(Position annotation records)
◇ ◇ ◇ ◇ ◇

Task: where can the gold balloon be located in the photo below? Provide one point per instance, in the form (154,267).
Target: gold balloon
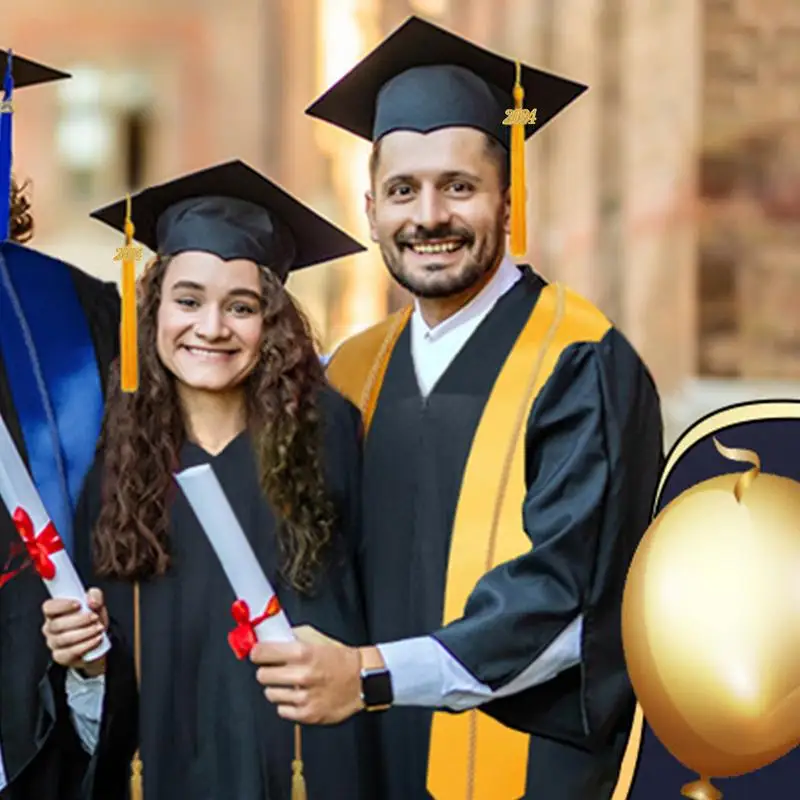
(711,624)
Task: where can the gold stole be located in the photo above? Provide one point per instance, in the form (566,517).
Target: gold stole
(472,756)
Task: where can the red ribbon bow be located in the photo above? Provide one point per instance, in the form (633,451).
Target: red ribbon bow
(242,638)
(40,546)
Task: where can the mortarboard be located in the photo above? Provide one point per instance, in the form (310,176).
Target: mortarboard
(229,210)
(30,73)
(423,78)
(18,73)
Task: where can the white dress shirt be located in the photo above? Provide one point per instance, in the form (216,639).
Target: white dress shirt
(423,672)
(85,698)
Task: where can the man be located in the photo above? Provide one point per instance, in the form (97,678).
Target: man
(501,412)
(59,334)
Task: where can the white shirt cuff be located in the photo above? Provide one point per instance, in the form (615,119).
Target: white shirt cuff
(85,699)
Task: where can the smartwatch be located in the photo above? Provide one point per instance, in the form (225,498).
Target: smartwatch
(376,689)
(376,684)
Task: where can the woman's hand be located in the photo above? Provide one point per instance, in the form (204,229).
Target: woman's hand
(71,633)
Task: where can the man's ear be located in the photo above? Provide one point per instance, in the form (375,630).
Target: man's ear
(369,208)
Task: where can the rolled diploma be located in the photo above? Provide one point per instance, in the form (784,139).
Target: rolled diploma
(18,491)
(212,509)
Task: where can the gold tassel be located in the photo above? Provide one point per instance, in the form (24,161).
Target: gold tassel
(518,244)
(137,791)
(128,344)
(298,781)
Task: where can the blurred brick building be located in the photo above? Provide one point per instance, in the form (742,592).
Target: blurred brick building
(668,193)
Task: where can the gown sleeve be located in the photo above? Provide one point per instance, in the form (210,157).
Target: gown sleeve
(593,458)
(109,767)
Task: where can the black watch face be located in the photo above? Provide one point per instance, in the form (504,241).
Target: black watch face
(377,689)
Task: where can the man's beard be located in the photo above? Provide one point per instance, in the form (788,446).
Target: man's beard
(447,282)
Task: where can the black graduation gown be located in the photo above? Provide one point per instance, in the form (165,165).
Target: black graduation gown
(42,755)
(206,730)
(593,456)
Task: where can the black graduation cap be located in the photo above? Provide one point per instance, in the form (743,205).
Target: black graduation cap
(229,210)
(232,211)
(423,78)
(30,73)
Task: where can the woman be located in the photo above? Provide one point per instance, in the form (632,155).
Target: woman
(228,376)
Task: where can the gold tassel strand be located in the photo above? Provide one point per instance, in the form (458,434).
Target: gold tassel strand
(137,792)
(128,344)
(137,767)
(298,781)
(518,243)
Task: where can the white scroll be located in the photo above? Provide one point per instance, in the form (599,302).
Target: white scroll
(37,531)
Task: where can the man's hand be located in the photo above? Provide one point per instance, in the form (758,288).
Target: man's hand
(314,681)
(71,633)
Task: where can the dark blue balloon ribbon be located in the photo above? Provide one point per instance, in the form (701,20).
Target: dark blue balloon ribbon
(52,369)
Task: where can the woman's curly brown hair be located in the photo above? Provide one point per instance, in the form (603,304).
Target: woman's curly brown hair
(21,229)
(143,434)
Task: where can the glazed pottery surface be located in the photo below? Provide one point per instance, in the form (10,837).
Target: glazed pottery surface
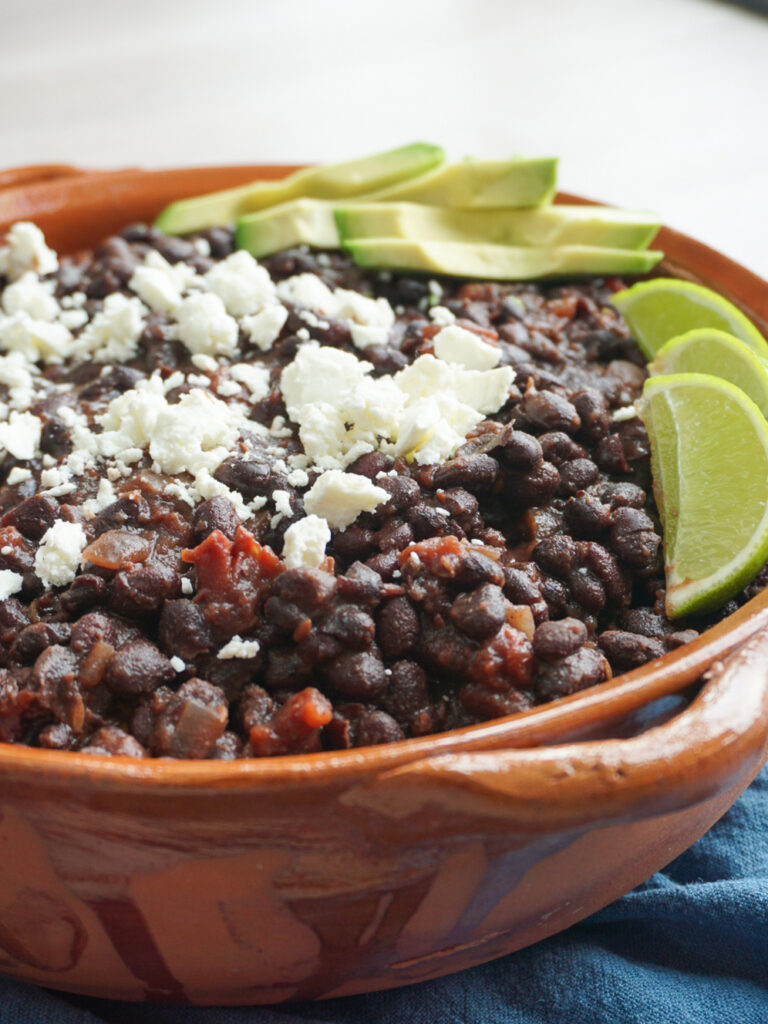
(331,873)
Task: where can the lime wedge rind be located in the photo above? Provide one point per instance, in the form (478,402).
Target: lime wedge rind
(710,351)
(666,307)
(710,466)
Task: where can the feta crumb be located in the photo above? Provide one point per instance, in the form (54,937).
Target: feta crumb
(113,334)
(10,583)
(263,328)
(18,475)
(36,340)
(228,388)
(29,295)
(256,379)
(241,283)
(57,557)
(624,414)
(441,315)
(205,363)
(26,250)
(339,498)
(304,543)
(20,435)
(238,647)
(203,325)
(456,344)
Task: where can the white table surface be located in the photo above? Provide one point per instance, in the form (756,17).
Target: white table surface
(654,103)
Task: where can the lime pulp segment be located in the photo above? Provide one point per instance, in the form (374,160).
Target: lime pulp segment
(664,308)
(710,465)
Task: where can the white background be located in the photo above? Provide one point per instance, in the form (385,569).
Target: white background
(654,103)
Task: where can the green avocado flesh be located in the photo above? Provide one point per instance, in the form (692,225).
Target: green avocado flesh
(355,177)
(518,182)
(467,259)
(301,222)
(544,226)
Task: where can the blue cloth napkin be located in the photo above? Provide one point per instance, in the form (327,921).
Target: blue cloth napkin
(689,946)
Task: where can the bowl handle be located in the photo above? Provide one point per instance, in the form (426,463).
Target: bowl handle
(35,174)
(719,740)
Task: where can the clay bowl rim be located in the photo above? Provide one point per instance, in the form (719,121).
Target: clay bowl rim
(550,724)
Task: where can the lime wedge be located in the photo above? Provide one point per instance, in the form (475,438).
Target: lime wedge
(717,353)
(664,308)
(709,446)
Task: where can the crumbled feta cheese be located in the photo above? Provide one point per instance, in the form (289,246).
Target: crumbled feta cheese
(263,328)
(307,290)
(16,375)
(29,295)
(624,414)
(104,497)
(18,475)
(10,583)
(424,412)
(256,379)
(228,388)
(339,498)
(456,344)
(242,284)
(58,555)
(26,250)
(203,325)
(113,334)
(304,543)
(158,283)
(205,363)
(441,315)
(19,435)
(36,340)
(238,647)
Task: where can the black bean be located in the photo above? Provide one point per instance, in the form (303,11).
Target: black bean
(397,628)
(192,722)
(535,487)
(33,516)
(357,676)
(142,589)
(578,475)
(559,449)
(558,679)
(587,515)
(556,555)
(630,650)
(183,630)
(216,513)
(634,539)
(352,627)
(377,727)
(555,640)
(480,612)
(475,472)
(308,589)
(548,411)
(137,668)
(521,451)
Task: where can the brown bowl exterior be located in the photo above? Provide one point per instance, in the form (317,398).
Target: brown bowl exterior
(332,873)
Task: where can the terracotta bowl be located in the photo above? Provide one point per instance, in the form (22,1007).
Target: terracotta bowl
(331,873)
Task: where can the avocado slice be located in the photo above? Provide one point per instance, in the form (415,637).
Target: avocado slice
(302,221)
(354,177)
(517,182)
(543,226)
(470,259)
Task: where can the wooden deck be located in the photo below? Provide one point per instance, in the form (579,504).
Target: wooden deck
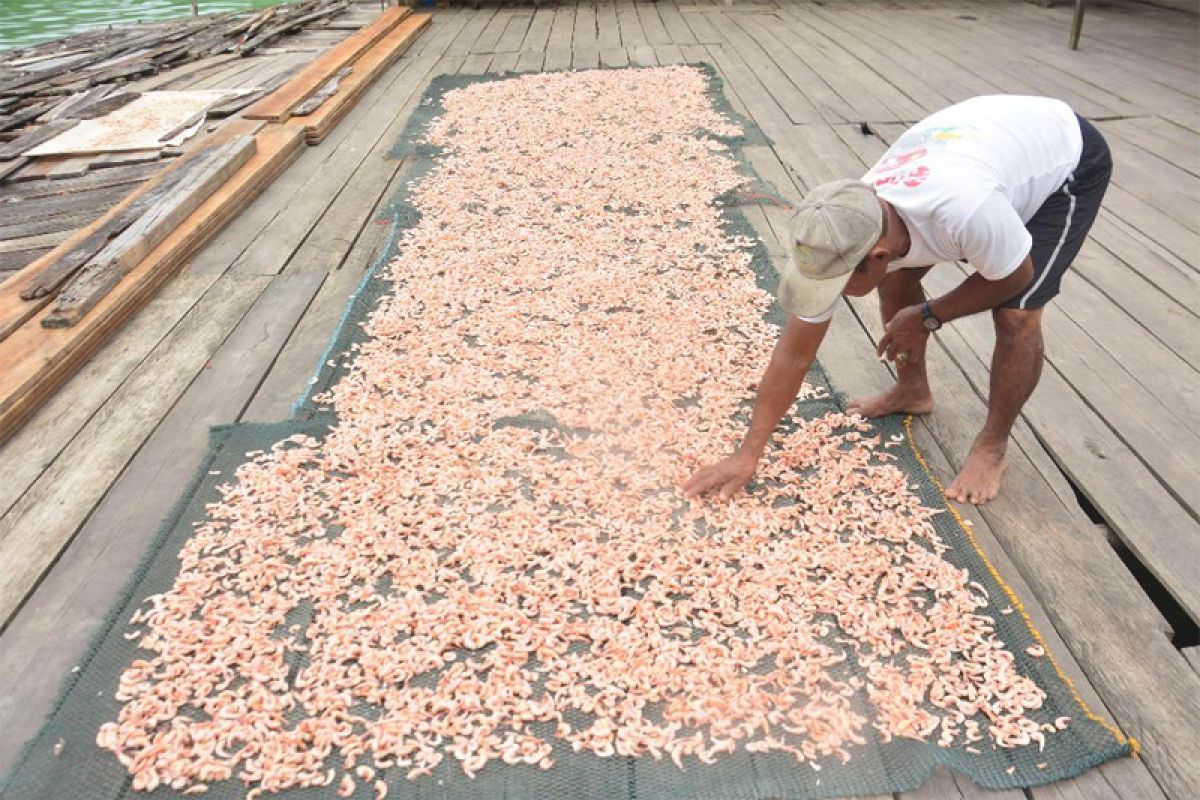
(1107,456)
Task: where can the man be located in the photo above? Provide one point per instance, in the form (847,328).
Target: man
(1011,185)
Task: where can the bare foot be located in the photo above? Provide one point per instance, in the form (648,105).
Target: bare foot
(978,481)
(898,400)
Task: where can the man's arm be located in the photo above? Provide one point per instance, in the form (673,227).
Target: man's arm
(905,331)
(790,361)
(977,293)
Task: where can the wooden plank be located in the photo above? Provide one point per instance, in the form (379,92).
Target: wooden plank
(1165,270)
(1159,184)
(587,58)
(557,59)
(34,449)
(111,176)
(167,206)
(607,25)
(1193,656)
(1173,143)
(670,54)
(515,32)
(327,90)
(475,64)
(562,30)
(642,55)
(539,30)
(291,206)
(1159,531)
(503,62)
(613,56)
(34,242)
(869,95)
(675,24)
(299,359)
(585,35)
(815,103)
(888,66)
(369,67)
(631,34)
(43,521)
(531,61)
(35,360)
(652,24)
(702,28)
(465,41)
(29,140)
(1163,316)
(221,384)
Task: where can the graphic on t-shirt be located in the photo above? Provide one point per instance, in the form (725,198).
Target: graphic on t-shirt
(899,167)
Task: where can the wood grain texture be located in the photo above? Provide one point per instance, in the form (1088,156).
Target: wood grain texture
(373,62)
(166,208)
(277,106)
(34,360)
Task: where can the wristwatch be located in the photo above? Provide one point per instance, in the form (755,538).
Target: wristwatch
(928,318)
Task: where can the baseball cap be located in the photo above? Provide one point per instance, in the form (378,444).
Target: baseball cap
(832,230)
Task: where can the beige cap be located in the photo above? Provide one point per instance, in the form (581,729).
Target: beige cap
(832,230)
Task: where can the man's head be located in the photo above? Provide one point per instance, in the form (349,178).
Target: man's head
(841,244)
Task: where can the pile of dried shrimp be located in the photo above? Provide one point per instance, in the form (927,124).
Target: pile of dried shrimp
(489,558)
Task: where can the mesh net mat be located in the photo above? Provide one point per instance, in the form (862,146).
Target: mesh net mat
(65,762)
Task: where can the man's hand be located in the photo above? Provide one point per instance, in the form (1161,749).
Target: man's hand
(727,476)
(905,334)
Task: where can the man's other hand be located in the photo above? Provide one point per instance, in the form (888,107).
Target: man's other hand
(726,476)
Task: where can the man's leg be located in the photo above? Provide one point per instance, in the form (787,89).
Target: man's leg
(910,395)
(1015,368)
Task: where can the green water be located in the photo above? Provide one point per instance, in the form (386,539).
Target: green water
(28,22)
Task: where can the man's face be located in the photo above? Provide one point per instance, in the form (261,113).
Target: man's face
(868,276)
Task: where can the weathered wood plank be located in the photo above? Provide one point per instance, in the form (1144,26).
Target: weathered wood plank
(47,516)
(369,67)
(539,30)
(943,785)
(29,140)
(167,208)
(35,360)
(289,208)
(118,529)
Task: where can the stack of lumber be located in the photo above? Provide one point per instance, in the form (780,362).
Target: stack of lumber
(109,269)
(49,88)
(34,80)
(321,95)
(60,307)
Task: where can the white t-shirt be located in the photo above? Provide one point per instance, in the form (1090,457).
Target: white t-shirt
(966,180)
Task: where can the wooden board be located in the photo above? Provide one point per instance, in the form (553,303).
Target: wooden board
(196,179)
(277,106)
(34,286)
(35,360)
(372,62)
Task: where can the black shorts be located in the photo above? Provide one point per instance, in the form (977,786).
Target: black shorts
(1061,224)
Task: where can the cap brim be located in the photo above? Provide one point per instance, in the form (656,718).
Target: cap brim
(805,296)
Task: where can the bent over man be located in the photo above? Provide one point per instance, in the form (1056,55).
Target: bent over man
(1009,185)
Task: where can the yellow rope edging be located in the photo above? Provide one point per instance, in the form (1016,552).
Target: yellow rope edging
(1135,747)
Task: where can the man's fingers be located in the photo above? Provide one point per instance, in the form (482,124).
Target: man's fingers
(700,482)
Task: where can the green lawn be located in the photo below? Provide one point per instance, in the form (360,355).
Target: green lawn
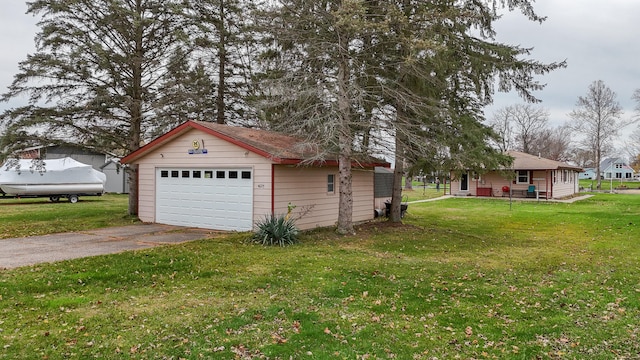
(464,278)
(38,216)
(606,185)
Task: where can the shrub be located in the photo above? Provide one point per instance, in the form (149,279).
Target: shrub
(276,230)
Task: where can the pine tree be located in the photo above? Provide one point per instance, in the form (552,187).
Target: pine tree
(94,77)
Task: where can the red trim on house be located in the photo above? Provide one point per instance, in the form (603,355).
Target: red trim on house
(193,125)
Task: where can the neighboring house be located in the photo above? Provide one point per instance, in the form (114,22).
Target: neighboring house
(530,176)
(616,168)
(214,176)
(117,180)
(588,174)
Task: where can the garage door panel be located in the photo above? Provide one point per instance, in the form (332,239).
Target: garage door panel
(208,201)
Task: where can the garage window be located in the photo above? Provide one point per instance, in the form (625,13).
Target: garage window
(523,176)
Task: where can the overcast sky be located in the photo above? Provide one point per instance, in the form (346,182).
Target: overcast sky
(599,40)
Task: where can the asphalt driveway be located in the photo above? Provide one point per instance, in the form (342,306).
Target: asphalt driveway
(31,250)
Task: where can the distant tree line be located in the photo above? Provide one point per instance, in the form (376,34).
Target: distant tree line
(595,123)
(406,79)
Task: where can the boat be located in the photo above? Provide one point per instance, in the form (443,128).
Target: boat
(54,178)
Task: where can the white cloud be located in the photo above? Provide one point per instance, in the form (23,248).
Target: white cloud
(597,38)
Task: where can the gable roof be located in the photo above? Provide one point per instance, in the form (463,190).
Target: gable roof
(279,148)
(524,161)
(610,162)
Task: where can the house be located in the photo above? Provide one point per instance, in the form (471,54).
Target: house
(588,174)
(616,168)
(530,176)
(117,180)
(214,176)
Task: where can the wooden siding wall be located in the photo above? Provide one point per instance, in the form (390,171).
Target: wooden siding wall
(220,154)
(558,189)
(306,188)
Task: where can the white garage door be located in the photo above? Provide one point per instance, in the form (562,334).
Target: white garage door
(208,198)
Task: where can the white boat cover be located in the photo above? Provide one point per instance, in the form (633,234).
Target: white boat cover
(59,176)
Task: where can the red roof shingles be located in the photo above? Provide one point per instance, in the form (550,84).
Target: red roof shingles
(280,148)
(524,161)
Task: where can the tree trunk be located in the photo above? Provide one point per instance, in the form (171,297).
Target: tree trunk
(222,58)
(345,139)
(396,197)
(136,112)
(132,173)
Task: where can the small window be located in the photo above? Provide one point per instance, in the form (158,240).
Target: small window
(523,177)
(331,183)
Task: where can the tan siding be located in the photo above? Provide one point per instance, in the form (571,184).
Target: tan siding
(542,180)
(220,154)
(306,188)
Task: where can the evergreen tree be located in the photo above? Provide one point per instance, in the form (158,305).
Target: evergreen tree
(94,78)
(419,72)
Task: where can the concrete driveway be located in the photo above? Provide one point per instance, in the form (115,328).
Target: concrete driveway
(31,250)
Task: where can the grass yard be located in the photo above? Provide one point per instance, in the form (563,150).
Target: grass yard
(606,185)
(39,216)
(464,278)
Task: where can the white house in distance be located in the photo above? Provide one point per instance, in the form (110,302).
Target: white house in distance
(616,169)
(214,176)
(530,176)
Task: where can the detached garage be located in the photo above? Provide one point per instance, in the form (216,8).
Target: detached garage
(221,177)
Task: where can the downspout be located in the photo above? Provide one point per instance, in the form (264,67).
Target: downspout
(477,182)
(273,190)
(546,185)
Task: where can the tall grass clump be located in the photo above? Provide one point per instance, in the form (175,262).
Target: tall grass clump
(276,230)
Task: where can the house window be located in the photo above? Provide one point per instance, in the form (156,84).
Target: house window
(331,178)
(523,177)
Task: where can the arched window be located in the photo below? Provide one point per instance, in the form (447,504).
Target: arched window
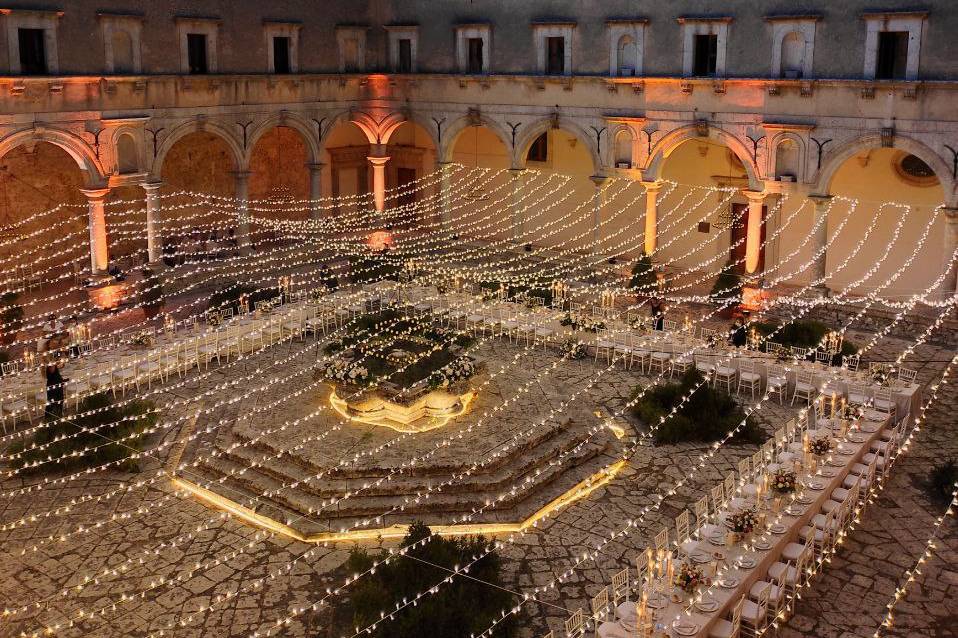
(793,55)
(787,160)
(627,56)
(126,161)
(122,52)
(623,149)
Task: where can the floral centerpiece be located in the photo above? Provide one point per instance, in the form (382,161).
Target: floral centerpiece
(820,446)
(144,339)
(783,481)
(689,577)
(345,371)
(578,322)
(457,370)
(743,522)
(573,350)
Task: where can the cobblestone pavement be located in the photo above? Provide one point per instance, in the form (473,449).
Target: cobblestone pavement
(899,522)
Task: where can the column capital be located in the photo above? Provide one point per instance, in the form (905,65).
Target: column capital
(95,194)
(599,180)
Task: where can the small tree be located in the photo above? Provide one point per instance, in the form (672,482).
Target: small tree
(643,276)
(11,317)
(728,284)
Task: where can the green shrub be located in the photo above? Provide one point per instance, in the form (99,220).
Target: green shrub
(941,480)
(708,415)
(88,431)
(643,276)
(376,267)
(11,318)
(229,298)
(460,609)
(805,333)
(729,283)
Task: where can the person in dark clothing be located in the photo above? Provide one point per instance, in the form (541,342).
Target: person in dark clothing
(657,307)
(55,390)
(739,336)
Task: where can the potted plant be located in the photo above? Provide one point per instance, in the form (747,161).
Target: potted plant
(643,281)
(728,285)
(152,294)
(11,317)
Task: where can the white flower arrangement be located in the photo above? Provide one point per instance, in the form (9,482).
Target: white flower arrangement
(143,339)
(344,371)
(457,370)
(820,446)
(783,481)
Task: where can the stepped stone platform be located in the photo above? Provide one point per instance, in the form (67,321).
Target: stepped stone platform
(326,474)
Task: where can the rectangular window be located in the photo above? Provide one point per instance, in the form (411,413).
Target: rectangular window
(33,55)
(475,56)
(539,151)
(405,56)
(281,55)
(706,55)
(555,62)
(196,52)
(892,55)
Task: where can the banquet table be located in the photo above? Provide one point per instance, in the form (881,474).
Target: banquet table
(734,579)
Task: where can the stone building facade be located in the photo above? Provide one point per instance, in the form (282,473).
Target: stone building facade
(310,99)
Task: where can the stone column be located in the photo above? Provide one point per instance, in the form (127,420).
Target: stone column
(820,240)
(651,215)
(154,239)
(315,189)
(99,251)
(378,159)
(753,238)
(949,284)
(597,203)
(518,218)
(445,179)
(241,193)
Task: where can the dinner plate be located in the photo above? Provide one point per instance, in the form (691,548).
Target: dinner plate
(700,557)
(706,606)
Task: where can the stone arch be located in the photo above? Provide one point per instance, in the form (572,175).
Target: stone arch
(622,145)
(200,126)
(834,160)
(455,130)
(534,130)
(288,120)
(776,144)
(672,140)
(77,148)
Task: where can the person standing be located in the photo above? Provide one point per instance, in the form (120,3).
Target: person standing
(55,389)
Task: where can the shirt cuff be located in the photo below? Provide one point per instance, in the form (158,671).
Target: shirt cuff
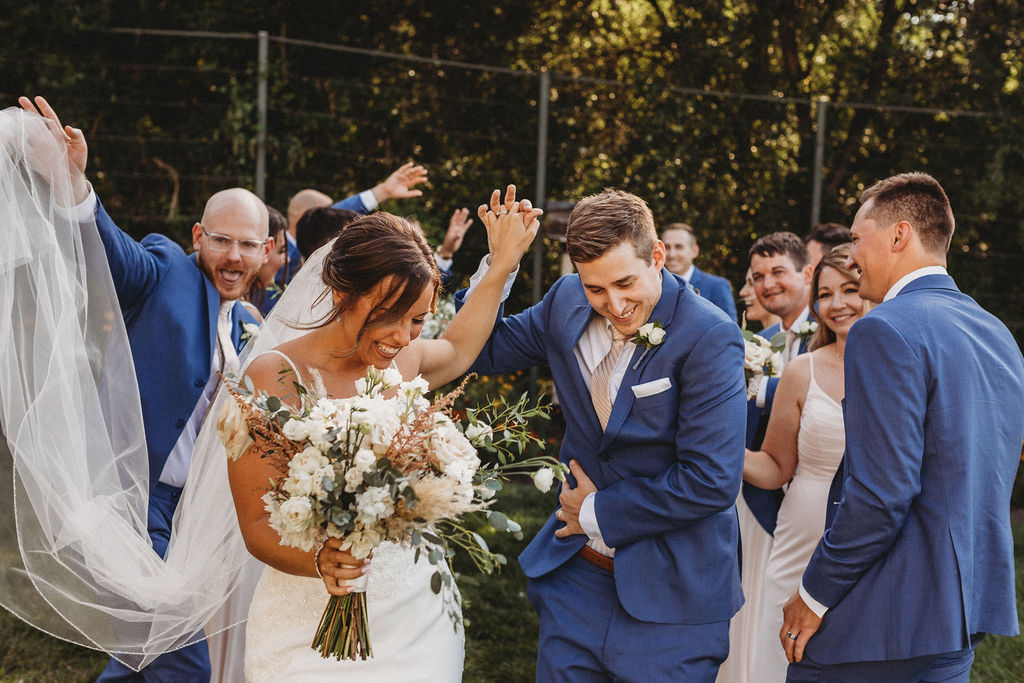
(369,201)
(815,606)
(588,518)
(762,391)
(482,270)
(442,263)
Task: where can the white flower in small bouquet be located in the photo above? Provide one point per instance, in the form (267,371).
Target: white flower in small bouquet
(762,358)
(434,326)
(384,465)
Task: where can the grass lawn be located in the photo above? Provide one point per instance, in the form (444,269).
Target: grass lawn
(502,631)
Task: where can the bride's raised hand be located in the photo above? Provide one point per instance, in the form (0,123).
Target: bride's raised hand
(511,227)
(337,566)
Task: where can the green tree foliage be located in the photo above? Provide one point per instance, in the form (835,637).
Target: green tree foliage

◇ ◇ ◇ ◇ ◇

TASK INSTRUCTIONS ::
Repeat only the lines running from the line that contains "Task: where can the white flower in" through the last line above, inclusive.

RESPONSE ::
Task: where can the white flower in small bouquet be located in the photo above? Provide one point per instance, in the form (267,371).
Target: white flower in small bouquet
(762,358)
(434,326)
(384,465)
Task: where can the grass lawn be located in the photo above? Provide one point per instance, in the form (444,269).
Target: grass lawn
(502,631)
Task: where can the bride's raised hand be located in the photo above? Provide one point per instance, in the form (0,123).
Target: bride's raised hand
(511,227)
(337,566)
Task: where can the green tree foliage be located in the photo above? Provide one point per instance, in the form (835,637).
Target: green tree foliage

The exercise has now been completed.